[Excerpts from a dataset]
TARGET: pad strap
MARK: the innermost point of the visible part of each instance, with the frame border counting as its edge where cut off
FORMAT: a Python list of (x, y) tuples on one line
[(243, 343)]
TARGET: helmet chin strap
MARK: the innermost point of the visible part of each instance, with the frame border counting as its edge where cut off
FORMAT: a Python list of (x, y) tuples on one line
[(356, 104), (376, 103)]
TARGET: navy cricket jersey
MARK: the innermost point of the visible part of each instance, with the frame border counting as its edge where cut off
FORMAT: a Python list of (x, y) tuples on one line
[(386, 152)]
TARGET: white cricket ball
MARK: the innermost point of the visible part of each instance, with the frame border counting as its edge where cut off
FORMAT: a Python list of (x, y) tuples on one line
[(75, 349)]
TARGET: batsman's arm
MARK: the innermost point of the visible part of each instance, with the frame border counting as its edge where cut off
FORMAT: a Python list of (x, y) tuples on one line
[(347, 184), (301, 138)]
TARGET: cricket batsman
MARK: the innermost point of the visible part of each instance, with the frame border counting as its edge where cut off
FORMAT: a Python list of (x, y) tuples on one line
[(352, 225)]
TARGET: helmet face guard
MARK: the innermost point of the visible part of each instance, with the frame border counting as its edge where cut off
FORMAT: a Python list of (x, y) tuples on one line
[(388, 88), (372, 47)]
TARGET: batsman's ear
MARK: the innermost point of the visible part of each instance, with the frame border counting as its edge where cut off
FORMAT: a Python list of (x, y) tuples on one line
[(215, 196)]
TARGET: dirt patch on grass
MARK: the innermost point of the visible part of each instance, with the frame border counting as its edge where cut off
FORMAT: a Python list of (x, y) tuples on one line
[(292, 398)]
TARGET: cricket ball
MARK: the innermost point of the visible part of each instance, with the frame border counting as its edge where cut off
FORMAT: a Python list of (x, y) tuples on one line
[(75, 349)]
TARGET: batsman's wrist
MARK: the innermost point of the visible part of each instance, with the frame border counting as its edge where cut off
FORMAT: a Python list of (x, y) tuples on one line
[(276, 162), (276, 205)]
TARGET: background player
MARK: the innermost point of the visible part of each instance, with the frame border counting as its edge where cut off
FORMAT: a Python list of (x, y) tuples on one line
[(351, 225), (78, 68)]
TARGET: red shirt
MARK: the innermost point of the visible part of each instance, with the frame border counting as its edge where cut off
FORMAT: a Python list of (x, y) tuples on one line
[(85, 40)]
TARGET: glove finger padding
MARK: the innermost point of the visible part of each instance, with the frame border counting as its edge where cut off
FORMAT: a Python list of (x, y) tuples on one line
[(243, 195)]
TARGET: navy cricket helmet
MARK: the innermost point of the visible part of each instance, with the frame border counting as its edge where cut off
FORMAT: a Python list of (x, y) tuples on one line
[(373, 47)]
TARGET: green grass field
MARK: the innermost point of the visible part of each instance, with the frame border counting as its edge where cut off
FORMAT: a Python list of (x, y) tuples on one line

__Your task__. Please give back all of the data exactly as it appears.

__Task solution__.
TARGET: pad strap
MARK: the innermost point of the visible part of each instance, with the frame border counting as its edge where cut off
FORMAT: a Python list of (x, y) tuples on one line
[(243, 343)]
TARGET: helmet chin strap
MARK: the innermost point of the visible part of each instance, with the frame border counting as its edge where cut off
FORMAT: a Python list of (x, y) tuples on one line
[(356, 104), (376, 103)]
TARGET: navy cricket jersey
MARK: the innermost point of the visible part of each instance, with the frame border counting as its edge where cut off
FORMAT: a Python list of (x, y) tuples on one line
[(386, 152)]
TARGET: white cricket ball
MARK: the innermost point of the visible part of each instance, with the frame border counting as its edge where cut off
FORMAT: a Python list of (x, y) tuples on one line
[(75, 349)]
TARGET: batsman's arm
MARK: the innermost point of the visible part of each instance, with the frame border counting as its edge where cut off
FORMAT: a Python list of (x, y) tuples on one line
[(347, 184), (301, 138)]
TARGET: cricket batsman
MARK: the innermost point of the visible part of each instance, with the frame border counting as its edge where cut off
FORMAT: a Python list of (x, y) tuples on one line
[(352, 225)]
TARGET: helmet face guard
MARK: the innermost point of the visible part of each instance, with the frame border counting as its edge where cut off
FORMAT: a Python list of (x, y) tuples on one line
[(388, 88), (372, 47)]
TARGET: batsman's ear
MARK: the innermost point of the visible part of each instance, with the frame border counting as its edge where cut off
FORMAT: a Python list of (x, y) tuples on one line
[(215, 196)]
TARGET: dirt patch on grass
MARK: the innermost point of the visible part of each instance, with the frame border counting as its edge where cut off
FORMAT: a Python list of (x, y) tuples on one line
[(292, 398)]
TARGET: cricket ball
MARK: the innermost point of the visible part of each instance, with the frame border counting as its edge where cut off
FORMAT: a Python list of (x, y) tuples on one line
[(75, 349)]
TARGET: batsman's wrist
MARK: the innermost point of the visible part of each instance, with the frame border counting as its edge where cut off
FORMAT: a Python list of (x, y) tuples on one line
[(276, 162), (276, 205)]
TARGET: background player
MARK: the innermost point of the visible part of each instance, with the frame border counting as its edge where cut off
FORMAT: a Python list of (x, y) tuples on one line
[(351, 225), (78, 68)]
TARGET: red shirt
MARK: the innermost point of the visible part of each instance, with the frame border counting as its edge where cut off
FORMAT: a Python list of (x, y) tuples on one line
[(85, 40)]
TARGET: glove finger padding
MARK: the innermost point of the visible part of each instance, with the frame border counting as its edge where cut off
FORMAT: a Python list of (x, y) tuples on one line
[(243, 195)]
TARGET: navy cricket helmet
MARK: the innermost point of the visible part of each instance, with the frame border counting as its edge where cut off
FORMAT: a Python list of (x, y) tuples on one line
[(373, 47)]
TARGET: green grass field
MARK: the innermost point of the visible part of each instance, with the frame border counting as its edge where cut off
FORMAT: a Python list of (x, y) tuples on one line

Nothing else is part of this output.